#### [課題一覧]
- A) 沖縄旅行の日記から、「まったりと部屋に帰って昼寝。」の語句で始まる箇所を起点とし、「作で読んでいたので楽しめた。」まで来たらそこで止めて、その範囲を一字も変えずに返してください。
- B) 沖縄旅行の日記の最後の文に続けて、その先を書き足すこと。

#### [文書の抜粋]
このままでは夕方になってもステーキが食えないぞ、と宜野湾海水浴場へ。たて100m、よこ500mほどにロープで区切ってあってプール状態なのは極めて僕向き。内側の紺碧と対照的にその外側はコバルトブルー。きっと急に切り込んで深くなっているのだろう。たまらず、短パンで泳いだ。

まったりと部屋に帰って昼寝。全身マッサージ器が部屋に備え付けてあって、もうトロトロ。18時に待ち合わせてジャッキーへ。その間ユッキーは楽器のセッティングなど。彼は本当によく働いてくれる。これほど人の役に立ったことが自分の過去にあっただろうか。
8月16日(水) オフ
ステーキ〜渡嘉敷島〜昼寝〜沖縄居酒屋〜セッション
の予定だったのが、朝寝はしたいね、と13時待ち合わせでジャッキーに行った時点でフェリーは不都合になり、伝兵衛の沖縄観光に金魚のフンとは相成った。首里城をたっぷり見学。明治4年の廃藩置県から8年後に尚泰王が上京して沖縄県として日本に組み込まれる経緯を、つい最近ドナルド・キーンの著作で読んでいたので楽しめた。

#### [提供データ]
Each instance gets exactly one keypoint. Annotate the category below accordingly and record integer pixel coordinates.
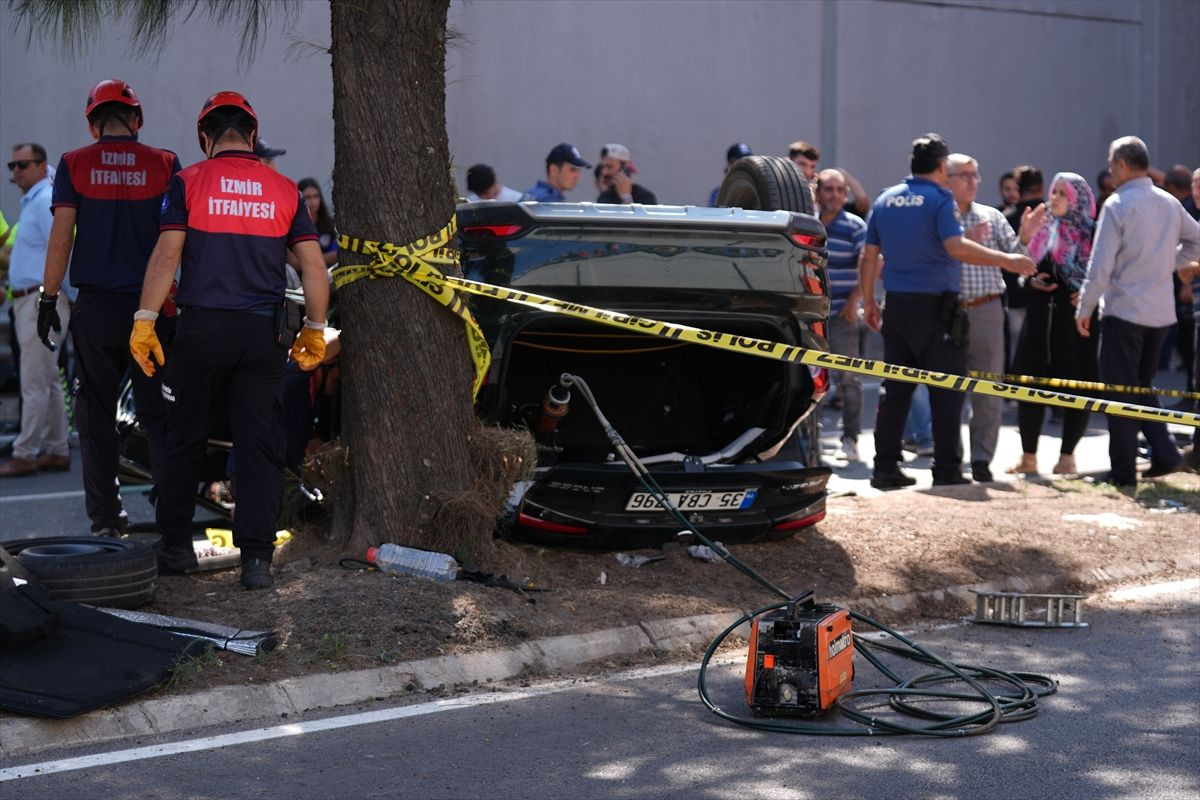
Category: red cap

...

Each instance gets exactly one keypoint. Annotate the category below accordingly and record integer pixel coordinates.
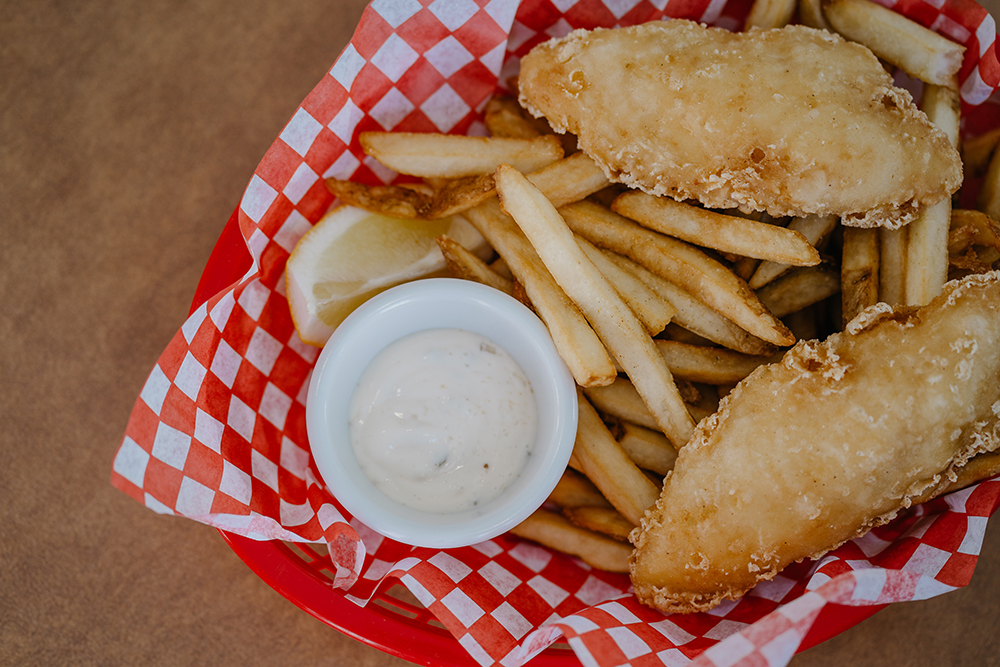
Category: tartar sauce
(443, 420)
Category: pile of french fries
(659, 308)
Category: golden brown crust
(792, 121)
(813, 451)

#### [解答例]
- A)
まったりと部屋に帰って昼寝。全身マッサージ器が部屋に備え付けてあって、もうトロトロ。18時に待ち合わせてジャッキーへ。その間ユッキーは楽器のセッティングなど。彼は本当によく働いてくれる。これほど人の役に立ったことが自分の過去にあっただろうか。
8月16日(水) オフ
ステーキ〜渡嘉敷島〜昼寝〜沖縄居酒屋〜セッション
の予定だったのが、朝寝はしたいね、と13時待ち合わせでジャッキーに行った時点でフェリーは不都合になり、伝兵衛の沖縄観光に金魚のフンとは相成った。首里城をたっぷり見学。明治4年の廃藩置県から8年後に尚泰王が上京して沖縄県として日本に組み込まれる経緯を、つい最近ドナルド・キーンの著作で読んでいたので楽しめた。

- B)
あとひと観光できるのだがアウトドアをしないので適当なイベントもなく、シネコンに行って時間のあう「日本沈没」を見る。吉田日出子(特に秀逸)、柄本明など上手な演技には感動するとともに救われる思い。特撮での都会崩壊のシーンが比較的早めに洪水でマスクされるのがもったいない。折角作ったセットだったらギリギリまで撮りきりたいだろうに、と思っていたら、逆なんですね。今はCGだから、あと何秒かシーンを延ばすのにいちいち莫大な手間や経費がかかるのだ。

ホテル側の居酒屋をタクシーに教えてもらう。ありようはいつも行くようなところと同じだが、壁にかかっている短冊のメニューの半分近くがわからない。あれこれ聞きながら注文しつつ、いずれも美味しくいただくも愉。

約束の時間に少々遅れてアデューにつくとポンタ氏未登場。中尾彬さんと楽しくお喋りしたり、サトシさんのい〜い声とベースとセッションしたり。ゆかちゃんという沖縄の古謡を研究している女性は“床”と書くそうで、経歴も現況もユニーク。沖縄古謡の成り立ちのお話を伺った。日中両属から沖縄県、そしてその後のあまりの日本政府の都合に振り回されるありようはなんとなく知りつつも、文化的混合とその基盤についての長年の疑問が少しく解けた気がした。

池波志乃ご夫妻がお帰りになったと入れ替わりにポンタ氏が登場したころ、僕は既に潰れていた。
8月18日(金) 横浜・イギリス館
森みきこ(Vo)
加瀬達(B)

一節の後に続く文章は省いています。